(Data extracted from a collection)
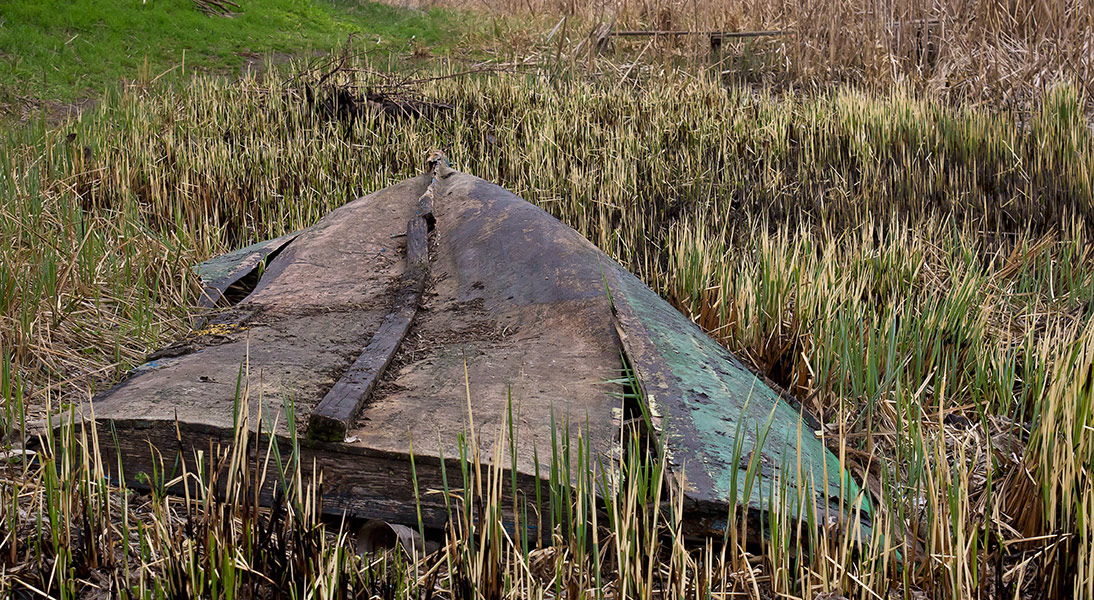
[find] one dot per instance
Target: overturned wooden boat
(403, 315)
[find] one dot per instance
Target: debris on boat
(396, 316)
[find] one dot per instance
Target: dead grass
(918, 275)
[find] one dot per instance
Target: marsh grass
(1000, 53)
(917, 275)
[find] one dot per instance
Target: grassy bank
(918, 275)
(55, 53)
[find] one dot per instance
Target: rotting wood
(335, 414)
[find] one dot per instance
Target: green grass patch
(60, 50)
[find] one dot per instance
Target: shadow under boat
(402, 313)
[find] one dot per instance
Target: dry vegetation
(919, 276)
(1001, 53)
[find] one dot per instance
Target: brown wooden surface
(335, 414)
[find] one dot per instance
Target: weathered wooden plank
(220, 273)
(336, 412)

• Description of the task
An exact copy of all the entries is required, and it must contain no pictures.

• Solution for this task
[find] one dot per instance
Target: overturned wooden boat
(403, 315)
[find] one dot per instance
Target: debris on boat
(396, 316)
[find] one dot per instance
Target: dead grass
(918, 275)
[find] one dot per instance
Target: marsh grass
(1000, 53)
(917, 275)
[find] one dot per instance
Target: grassy bank
(918, 275)
(55, 53)
[find] one dot per instance
Target: rotting wood
(335, 414)
[find] one dot per instance
Target: green grass patch
(60, 50)
[find] one dot per instance
Target: shadow under boat
(402, 313)
[find] one dot per instance
Target: dry vegetation
(919, 276)
(1001, 53)
[find] one dot per instance
Target: brown wooden surface
(335, 414)
[find] one dot per instance
Target: weathered wooden plank
(220, 273)
(336, 412)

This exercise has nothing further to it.